### [Stated goal]
Render every line of the material below as a JSON list of strings, one string per line and no entries for blank lines. Leave the pictures out of the list.

### [Records for this task]
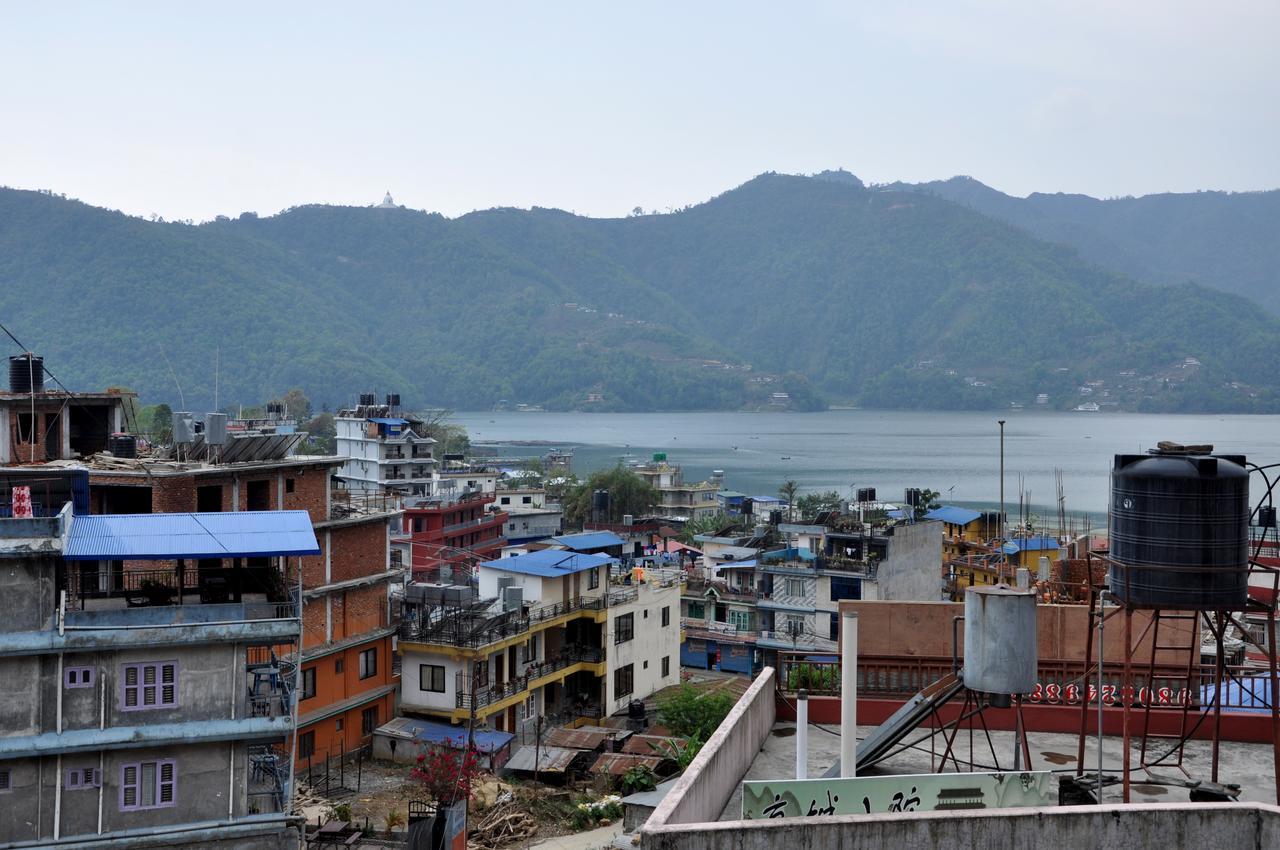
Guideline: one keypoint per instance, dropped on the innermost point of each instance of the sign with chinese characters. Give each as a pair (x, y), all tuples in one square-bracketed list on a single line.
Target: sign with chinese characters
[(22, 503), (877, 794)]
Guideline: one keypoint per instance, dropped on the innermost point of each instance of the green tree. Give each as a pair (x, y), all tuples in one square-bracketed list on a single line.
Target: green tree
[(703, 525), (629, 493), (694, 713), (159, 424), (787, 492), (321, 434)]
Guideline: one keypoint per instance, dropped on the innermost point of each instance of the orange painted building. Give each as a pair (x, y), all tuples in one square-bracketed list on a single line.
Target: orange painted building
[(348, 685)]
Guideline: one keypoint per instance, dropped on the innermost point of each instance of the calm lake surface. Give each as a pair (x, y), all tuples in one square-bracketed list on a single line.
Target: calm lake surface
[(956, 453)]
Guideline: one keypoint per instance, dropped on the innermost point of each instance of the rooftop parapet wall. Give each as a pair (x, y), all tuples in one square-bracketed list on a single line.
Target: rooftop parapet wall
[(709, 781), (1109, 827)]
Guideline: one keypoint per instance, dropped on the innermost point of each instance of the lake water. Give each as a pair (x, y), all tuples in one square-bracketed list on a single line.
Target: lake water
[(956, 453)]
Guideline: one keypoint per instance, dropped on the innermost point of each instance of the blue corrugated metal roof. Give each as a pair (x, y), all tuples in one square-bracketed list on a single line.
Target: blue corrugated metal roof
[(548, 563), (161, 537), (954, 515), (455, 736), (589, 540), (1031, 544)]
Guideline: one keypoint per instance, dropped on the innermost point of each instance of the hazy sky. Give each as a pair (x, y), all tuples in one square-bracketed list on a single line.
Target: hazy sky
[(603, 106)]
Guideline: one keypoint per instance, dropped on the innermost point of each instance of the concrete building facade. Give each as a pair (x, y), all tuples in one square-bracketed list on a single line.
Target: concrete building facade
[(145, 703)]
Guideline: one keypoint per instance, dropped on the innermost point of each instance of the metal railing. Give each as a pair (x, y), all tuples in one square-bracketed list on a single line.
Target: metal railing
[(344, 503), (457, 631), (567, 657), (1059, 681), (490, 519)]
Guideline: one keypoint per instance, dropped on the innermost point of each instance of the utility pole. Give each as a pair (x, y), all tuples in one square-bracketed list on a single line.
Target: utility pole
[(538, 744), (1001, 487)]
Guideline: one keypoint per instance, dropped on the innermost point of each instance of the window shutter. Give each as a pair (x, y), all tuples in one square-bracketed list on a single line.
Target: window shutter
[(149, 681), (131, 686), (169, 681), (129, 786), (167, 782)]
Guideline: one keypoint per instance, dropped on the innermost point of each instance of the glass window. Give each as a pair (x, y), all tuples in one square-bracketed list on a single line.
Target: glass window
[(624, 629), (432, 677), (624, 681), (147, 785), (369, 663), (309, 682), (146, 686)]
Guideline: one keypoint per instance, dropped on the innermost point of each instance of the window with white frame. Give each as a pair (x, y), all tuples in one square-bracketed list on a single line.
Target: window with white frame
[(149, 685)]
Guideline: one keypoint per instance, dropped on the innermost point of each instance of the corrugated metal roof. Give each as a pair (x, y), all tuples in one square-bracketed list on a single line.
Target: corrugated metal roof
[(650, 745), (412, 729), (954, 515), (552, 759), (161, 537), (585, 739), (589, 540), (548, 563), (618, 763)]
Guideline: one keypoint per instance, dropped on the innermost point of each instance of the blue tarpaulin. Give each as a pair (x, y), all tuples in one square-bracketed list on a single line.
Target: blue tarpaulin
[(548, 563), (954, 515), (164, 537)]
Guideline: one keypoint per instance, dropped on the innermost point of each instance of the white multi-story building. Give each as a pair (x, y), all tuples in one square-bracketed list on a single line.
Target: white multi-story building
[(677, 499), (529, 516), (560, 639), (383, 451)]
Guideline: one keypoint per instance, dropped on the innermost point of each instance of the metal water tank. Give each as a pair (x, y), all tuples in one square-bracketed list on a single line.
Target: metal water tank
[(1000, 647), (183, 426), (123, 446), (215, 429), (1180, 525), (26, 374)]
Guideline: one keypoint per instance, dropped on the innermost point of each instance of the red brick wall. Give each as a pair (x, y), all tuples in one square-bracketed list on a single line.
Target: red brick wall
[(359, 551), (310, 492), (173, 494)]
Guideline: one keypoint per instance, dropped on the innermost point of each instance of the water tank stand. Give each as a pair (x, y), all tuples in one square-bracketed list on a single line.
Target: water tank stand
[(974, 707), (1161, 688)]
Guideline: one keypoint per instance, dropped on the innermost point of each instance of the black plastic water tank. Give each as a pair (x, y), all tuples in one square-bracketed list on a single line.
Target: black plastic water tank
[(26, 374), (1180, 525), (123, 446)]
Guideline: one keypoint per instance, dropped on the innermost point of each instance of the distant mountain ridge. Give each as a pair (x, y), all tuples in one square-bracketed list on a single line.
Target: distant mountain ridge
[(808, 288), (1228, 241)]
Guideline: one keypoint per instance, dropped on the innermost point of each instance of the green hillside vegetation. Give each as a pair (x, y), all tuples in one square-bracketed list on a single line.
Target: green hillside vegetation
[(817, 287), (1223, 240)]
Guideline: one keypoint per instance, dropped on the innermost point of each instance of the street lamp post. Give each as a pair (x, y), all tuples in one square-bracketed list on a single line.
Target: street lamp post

### [Worked solution]
[
  "Guideline: one keypoint per instance, dropped on the innermost point of each instance of the sign with chinese characters. Give each as a pair (x, y), all tuples in one square-bracketed list on a single line.",
  "Target: sign with chinese characters",
  "[(22, 503), (877, 794)]",
  "Guideline: one keypoint per instance, dropped on the innermost point of each instance of the green tree. Give each as a pair (x, y), all tuples in one square-bracketed list on a single line.",
  "Target: green tree",
  "[(703, 525), (629, 493), (694, 713), (159, 424), (787, 492), (321, 434)]",
  "Guideline: one keypoint per instance, dropped on the innermost point of each instance of the orange painted building. Give each as a pair (x, y), all tuples in one square-bracketed list on a single line.",
  "Target: orange painted building",
  "[(348, 685)]",
  "Guideline: one keypoint per instance, dropped on the innermost point of each instance of the calm lake surface. Give each as a pair (x, y), all tuples in one square-bracketed list on a single line.",
  "Target: calm lake surface",
  "[(956, 453)]",
  "Guideline: one keypoint per instance, dropped on the innermost point of each instance of the rooftop parapet wall. Give each as a pair (x, y), all tuples in one square-bracketed list on a single line.",
  "Target: rooftop parapet wall",
  "[(709, 781), (1109, 827)]",
  "Guideline: one keypoint per instance, dropped on the innermost point of each instance of the lake water. Give each as a pair (x, y), all tuples in one square-bracketed list on a single line.",
  "Target: lake water",
  "[(956, 453)]",
  "Guideline: one keypoint per instance, dropped on the innermost point of each instance of the blue corrugated metal roof. Give each as a pair (x, y), all tuples in one square-bracketed list on a single line.",
  "Target: blue corrugated metal roof",
  "[(548, 563), (161, 537), (954, 515), (455, 736), (589, 540), (1031, 544)]",
  "Guideline: one keypoint per instance, dropped on the innermost point of each instance of the hazy sky. Give each as a pair (x, y), all tuples in one square-bracketed list on a single line.",
  "Target: hazy sky",
  "[(603, 106)]",
  "Guideline: one keypoint per instance, dropped on the innermost point of each instance of the concrete building facade. Give each as a pair (x, y), all tuples in one square-bracketed list on a single line.",
  "Target: concrete building facade",
  "[(145, 703)]",
  "Guideline: one keypoint per instance, dropped on the innermost point of each instance of the metal railing. Give each as a pair (x, y), all tuples in one square-bracketed list on a single line.",
  "Target: metal railing",
  "[(344, 503), (457, 631), (567, 657), (1059, 681), (490, 519)]",
  "Guideline: one keypoint per instance, dropped on the innermost point of each instance of the utility pole. Give each as a pair (x, y), all tuples in one square-bracketed list on a single line.",
  "Target: utility pole",
  "[(538, 744), (1001, 487)]",
  "Guideline: one keypoint per instance, dropped on the innermost point of each instance of the window shutter. Give each as a pair (x, y), all tuples in one square-bracketed list on a single line.",
  "Target: window shutter",
  "[(149, 681), (131, 686), (169, 681), (129, 786), (167, 782)]",
  "Guideline: one keypoint per instance, dropped on the innermost point of each instance of the glass window. Give each as a pair (x, y), all tuples in one square-bracketed list on a single line.",
  "Target: glass window",
  "[(624, 629), (432, 677), (624, 681), (147, 785), (369, 663), (309, 682), (146, 686)]",
  "Guideline: one keypoint per instance, dropped on the innermost point of each instance of the window with white frame. Give each as a pair (x, y), all tuples in one square-bracketed list on a single line.",
  "Target: window with white frame",
  "[(149, 685)]",
  "Guideline: one keypoint per instance, dropped on the innermost point of each instance of the corrugated metal roof. Give each as a pair (x, y), all tuples in one square-bracketed list on a single line.",
  "Target: corrugated metal roof",
  "[(650, 745), (412, 729), (954, 515), (552, 759), (161, 537), (585, 739), (589, 540), (548, 563), (618, 763)]",
  "Guideline: one keypoint per instance, dropped on the innermost point of each instance of the blue tarpaulin. Give each as a pair (x, y), all tuples in one square-bracketed list on a single line.",
  "Target: blue tarpaulin",
  "[(548, 563), (954, 515), (164, 537)]",
  "Guideline: one keypoint per instance, dropped on the innermost point of each instance of the white multi-story building. Give each as a pair (x, y), all tuples in one square-bracketed list on a single line.",
  "Target: white multi-story building",
  "[(677, 499), (529, 516), (560, 639), (383, 451)]",
  "Guideline: one keypoint per instance, dropped on the innermost point of each instance of the metal water tank. Give each as a pair (x, y), all tuples in one square-bracketed list on a single line.",
  "Target: metal water tank",
  "[(1000, 647), (183, 426), (123, 446), (215, 429), (1180, 525), (26, 374)]",
  "Guideline: one keypoint per instance, dropped on the innermost point of each instance of the red brick wall. Give each as a pair (x, y), all tuples in one square-bracketed list on a single line.",
  "Target: red brick wall",
  "[(359, 551), (310, 492), (173, 494)]",
  "Guideline: one keypoint per instance, dropped on the innermost point of each instance of the water tank stand. Give each as a pair (x, y), all tuples in one square-bracketed list on a single line.",
  "Target: water tank stand",
  "[(974, 707), (1161, 688)]",
  "Guideline: one keypoint per instance, dropped on the innermost point of each instance of the black plastic water tank. Give each as a pair (x, y), all tuples in one square-bracketed list on a single line.",
  "Target: black plastic water tank",
  "[(26, 374), (1180, 525), (123, 446)]",
  "Guideline: one keypoint per instance, dropped on the innermost point of each instance of the distant mountain ridge. Give each as a pair (x, y), all tuples in one square-bracketed list on a single line.",
  "Target: distant mountain ridge",
  "[(808, 288), (1228, 241)]",
  "Guideline: one keypoint per instance, dropped on the innermost point of each instance of the green hillside vegetation. Give each as a pair (x, y), all tuples in one square-bracketed list on a single line.",
  "Target: green hillside vegetation",
  "[(817, 287), (1223, 240)]",
  "Guideline: one keypoint per instance, dropped on the innermost point of each instance of the street lamp post. Give each as a pair (x, y), all tuples in one square-bracketed list on a single line.",
  "Target: street lamp post"
]